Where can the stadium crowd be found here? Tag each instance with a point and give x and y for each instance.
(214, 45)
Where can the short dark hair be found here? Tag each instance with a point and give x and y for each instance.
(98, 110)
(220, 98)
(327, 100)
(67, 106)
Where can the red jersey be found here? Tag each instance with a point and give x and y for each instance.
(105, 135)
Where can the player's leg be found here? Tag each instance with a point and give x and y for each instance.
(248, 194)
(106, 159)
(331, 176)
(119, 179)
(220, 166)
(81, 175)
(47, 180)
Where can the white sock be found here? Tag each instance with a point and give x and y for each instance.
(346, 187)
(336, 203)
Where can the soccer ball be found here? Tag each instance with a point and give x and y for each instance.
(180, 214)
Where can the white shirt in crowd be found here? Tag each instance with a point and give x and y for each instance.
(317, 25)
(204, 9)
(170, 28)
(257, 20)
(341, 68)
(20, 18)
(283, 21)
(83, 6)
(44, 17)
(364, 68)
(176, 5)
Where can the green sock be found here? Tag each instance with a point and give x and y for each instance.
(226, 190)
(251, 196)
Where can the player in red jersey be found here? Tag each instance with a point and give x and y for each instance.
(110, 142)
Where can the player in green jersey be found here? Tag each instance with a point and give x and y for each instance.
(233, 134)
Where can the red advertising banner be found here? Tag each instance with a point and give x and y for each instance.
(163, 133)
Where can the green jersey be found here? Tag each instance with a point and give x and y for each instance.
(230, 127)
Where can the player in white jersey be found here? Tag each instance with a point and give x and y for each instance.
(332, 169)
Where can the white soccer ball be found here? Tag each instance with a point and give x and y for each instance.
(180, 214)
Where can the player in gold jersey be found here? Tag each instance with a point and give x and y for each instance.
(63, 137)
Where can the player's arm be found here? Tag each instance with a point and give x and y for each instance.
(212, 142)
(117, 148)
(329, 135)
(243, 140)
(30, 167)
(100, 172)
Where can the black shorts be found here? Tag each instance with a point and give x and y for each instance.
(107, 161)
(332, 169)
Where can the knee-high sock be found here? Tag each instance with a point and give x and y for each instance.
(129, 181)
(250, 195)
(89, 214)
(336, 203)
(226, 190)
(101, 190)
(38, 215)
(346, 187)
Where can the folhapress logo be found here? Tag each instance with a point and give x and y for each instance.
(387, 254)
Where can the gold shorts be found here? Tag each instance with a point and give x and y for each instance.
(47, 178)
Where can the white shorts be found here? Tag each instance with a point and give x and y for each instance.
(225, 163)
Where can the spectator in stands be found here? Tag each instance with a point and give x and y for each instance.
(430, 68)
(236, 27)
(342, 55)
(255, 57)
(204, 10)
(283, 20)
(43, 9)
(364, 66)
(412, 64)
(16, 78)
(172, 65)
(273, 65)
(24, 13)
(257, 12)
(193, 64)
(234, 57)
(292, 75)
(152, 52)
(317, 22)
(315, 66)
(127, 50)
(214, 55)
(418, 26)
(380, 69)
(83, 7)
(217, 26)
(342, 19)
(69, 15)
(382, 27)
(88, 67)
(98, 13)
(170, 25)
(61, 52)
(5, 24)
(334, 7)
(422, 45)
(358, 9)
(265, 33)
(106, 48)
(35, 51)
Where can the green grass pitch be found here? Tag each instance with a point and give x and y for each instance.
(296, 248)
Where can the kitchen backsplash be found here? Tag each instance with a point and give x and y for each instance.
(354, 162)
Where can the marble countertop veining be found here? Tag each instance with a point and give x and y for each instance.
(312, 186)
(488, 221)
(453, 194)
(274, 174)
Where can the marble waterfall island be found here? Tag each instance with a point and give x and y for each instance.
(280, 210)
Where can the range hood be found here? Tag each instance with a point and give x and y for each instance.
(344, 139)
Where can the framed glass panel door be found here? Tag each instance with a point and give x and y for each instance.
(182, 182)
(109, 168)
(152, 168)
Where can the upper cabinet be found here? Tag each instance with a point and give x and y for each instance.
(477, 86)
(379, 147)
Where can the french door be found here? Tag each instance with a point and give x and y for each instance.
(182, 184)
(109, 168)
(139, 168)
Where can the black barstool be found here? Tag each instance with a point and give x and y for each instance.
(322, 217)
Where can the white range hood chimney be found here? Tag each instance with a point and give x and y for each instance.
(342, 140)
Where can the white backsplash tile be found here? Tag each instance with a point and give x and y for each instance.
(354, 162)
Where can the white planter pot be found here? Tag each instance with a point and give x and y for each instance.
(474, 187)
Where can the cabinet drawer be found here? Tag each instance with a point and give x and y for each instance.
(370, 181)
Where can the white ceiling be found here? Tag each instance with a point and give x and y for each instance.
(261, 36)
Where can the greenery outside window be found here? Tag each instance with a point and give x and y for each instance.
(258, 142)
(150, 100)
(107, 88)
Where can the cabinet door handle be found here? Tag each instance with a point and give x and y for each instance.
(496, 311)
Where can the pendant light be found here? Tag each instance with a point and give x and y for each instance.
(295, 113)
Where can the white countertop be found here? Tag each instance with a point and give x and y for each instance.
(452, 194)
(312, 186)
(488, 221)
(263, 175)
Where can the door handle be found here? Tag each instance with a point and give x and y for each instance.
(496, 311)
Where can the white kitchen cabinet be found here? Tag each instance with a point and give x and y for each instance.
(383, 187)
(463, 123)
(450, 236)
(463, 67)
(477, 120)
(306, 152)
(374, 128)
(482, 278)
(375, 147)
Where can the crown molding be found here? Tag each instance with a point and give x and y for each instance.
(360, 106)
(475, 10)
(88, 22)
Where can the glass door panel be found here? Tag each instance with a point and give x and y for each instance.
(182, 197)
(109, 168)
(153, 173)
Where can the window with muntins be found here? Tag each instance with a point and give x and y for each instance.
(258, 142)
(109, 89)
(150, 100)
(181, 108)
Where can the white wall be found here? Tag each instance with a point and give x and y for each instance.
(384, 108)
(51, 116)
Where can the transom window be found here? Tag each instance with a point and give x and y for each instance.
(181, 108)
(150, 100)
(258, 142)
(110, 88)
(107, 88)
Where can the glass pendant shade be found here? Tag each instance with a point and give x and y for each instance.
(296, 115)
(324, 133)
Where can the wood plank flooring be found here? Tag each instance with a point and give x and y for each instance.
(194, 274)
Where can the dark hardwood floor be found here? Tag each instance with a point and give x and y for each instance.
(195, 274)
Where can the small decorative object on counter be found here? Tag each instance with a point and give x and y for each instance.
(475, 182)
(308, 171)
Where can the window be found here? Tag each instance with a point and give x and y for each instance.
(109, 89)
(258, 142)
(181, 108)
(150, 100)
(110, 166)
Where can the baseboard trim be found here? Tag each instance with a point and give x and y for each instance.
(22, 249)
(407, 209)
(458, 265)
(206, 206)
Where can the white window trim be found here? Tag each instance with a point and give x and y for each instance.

--------------------------------------------------

Please put all the entries above into a numbered list, leaving out any blank lines.

(Written answer)
1. Where can the stadium crowd be found here? Tag each instance with a point and give x and y for each instance.
2. (214, 45)
3. Where can the short dark hair be found here? Tag each instance with a point and give x and y for each instance.
4. (98, 110)
5. (220, 98)
6. (327, 100)
7. (67, 106)
8. Where can the red jersey be found here? Tag each instance with a point and give x and y for each instance.
9. (105, 135)
10. Where can the player's leg be found here? Tag each instance with a point and give x and y for each instance.
11. (248, 194)
12. (106, 159)
13. (331, 176)
14. (119, 179)
15. (220, 166)
16. (81, 175)
17. (47, 180)
18. Where can the white sock be found here? Tag each instance with a point and give x and y for each instance.
19. (346, 187)
20. (336, 203)
21. Where can the soccer ball be found here? Tag each instance with a point and give x and y for each instance.
22. (180, 214)
23. Where can the white shirt in crowd be found here? Tag each instance with a point and give x and y for each instance.
24. (317, 25)
25. (204, 9)
26. (170, 28)
27. (257, 20)
28. (341, 68)
29. (20, 18)
30. (283, 21)
31. (83, 6)
32. (44, 17)
33. (364, 68)
34. (176, 5)
35. Where can the green sock be found here? Tag each instance with a point and give x and y for each instance.
36. (226, 190)
37. (251, 196)
38. Where can the player in red jersey be found here? Tag each instance with a point and give x and y for each instance.
39. (110, 142)
40. Where can the player in green jersey be found here? Tag each instance with a point and give x and y for each instance.
41. (233, 134)
42. Where can the red advertising banner be found here? Tag each instance with a point and give x and y for each instance.
43. (163, 133)
44. Where can the green jersey be found here? Tag each instance with a point and give x and y for each instance.
45. (230, 127)
46. Where can the player in white jersey be found here? Tag each instance with a point and give x and y for each instance.
47. (332, 169)
48. Where can the white soccer ball be found here? Tag each instance with a point and give x and y for each instance.
49. (180, 214)
50. Where can the player in gold jersey be found here? Tag each instance with a point and give x and y for each instance.
51. (63, 137)
52. Where can the player's arm be found here? Tag each instance with a point and give x and y for each instance.
53. (212, 142)
54. (117, 148)
55. (329, 135)
56. (243, 140)
57. (30, 167)
58. (100, 172)
59. Where can the black shorts be found here? Tag each instance with a point and give x and y for each instance.
60. (107, 161)
61. (332, 169)
62. Where can the knee-high sock be found here? Tag each instance with a point and give x and y for each instance.
63. (129, 181)
64. (250, 195)
65. (89, 214)
66. (336, 203)
67. (226, 190)
68. (101, 190)
69. (38, 215)
70. (346, 187)
71. Where can the folhapress logo be found here? Tag each instance with a point and give x and y for each instance.
72. (387, 254)
73. Where can the gold shorts be found here? Tag each instance with a point and give x and y for each instance.
74. (47, 178)
75. Where can the white shorts be found here? Tag each instance with a point and give x and y for each instance.
76. (225, 163)
77. Where can the spectator in stands be found here? Tag each instance with a point and give x and y for each instance.
78. (430, 68)
79. (236, 27)
80. (342, 55)
81. (255, 57)
82. (204, 10)
83. (283, 20)
84. (43, 9)
85. (364, 66)
86. (412, 64)
87. (16, 78)
88. (172, 65)
89. (273, 65)
90. (24, 13)
91. (257, 12)
92. (193, 64)
93. (234, 57)
94. (292, 75)
95. (152, 52)
96. (317, 22)
97. (315, 66)
98. (127, 50)
99. (214, 55)
100. (418, 26)
101. (380, 69)
102. (83, 7)
103. (217, 26)
104. (342, 19)
105. (69, 15)
106. (382, 27)
107. (88, 67)
108. (98, 13)
109. (170, 25)
110. (61, 52)
111. (5, 24)
112. (334, 7)
113. (422, 45)
114. (358, 9)
115. (265, 33)
116. (106, 48)
117. (35, 51)
118. Where can the green grass pitch be found here? Tag each instance with a point and give x and y for each instance.
119. (296, 248)
120. Where can the kitchen backsplash be found here? Tag each instance with a point and give x and y for each instance.
121. (354, 162)
122. Where can the marble countertop veining be found here? Tag each instance with a point and give x and y for each instance.
123. (312, 186)
124. (488, 221)
125. (453, 194)
126. (274, 174)
127. Where can the marble waterfall island be found here? Tag each instance with a point and give x and y for each instance.
128. (280, 210)
129. Where can the range hood be found here? Tag each instance with a point and give x and y for each instance.
130. (344, 139)
131. Where can the framed glass panel door be found here? Tag each instance with a point and give x and y for each instance.
132. (182, 182)
133. (109, 168)
134. (152, 168)
135. Where can the upper cabinet be found here? Tag each instance with a point and give x and y for each instance.
136. (477, 86)
137. (379, 147)
138. Where can the french door be found here? Tag each instance with a point and give x and y for each instance.
139. (182, 184)
140. (109, 168)
141. (139, 168)
142. Where can the black barstool be found here? Tag each instance with a point and give x and y for each instance.
143. (322, 217)
144. Where can the white range hood chimney be found here? Tag each instance with a point and give x and y for each instance.
145. (342, 140)
146. Where can the white backsplash tile be found here? Tag each instance with a point and give x and y for each instance.
147. (354, 162)
148. Where can the white planter pot be found here? Tag each instance with a point and give x and y for each instance.
149. (474, 187)
150. Where can the cabinet drawer be found here? Tag each instance with a point and give x and y for each instance.
151. (370, 181)
152. Where can the white ceiling be found here? Tag each instance with a point and give x and y for each instance.
153. (261, 36)
154. Where can the greenery outside window be found here? Tag each instance with a point and give x and y for each instance.
155. (258, 142)
156. (150, 100)
157. (107, 88)
158. Where can the cabinet door handle be found here? Tag each instance with a point and give x and y for each instance.
159. (496, 311)
160. Where can the pendant light be found here? Tag each instance with a point and give x and y for each instance.
161. (295, 113)
162. Where can the white countertop be found here? Tag each instance with a point and give x and y for each instance.
163. (452, 194)
164. (312, 186)
165. (488, 221)
166. (263, 175)
167. Where can the door handle be found here? Tag each instance with a point and give x and y for each instance.
168. (496, 311)
169. Where can the white kitchen cabinet be found here? Tag each instance with a point and give x and y for each instance.
170. (383, 187)
171. (463, 123)
172. (450, 236)
173. (463, 67)
174. (477, 120)
175. (306, 152)
176. (374, 128)
177. (482, 278)
178. (375, 147)
179. Where can the crown molding be found here? Tag each instance with a point and give x and y for each instance.
180. (360, 106)
181. (475, 10)
182. (88, 22)
183. Where can the glass door panel be found here? Tag each instance with a point and give x and y for each instance.
184. (182, 197)
185. (109, 168)
186. (153, 173)
187. Where can the window with muntins be found here? Tag each instance with a point and give x and y for each instance.
188. (258, 142)
189. (109, 89)
190. (150, 100)
191. (181, 108)
192. Where can the white wall be found here? Tag each instance with a point and give x and y for each instance.
193. (384, 108)
194. (51, 116)
195. Where can the transom window be found here? Tag each instance with a point and give x and y for each instance.
196. (181, 108)
197. (150, 100)
198. (258, 142)
199. (110, 88)
200. (107, 88)
201. Where can the glass pendant shade be found here? Tag each instance with a point and give x and y for each instance.
202. (296, 115)
203. (324, 133)
204. Where can the wood plank flooring be found here? Tag each instance with a point and give x and y for each instance.
205. (194, 274)
206. Where can the dark hardwood floor be found here? Tag each instance with a point and give x and y for each instance.
207. (195, 274)
208. Where can the small decorative object on counter be found here? Tag each instance with a point and give x and y for each instance.
209. (475, 182)
210. (308, 171)
211. Where can the window be found here? Tag each instance with a point and give x and y for each instance.
212. (109, 89)
213. (258, 142)
214. (181, 108)
215. (150, 100)
216. (110, 166)
217. Where can the baseboard trim be found here? Tag each instance with a point and give x and y for each instance.
218. (22, 249)
219. (407, 209)
220. (458, 265)
221. (206, 206)
222. Where can the white window trim be found here? Tag each instance with a point and give x and y for each instance.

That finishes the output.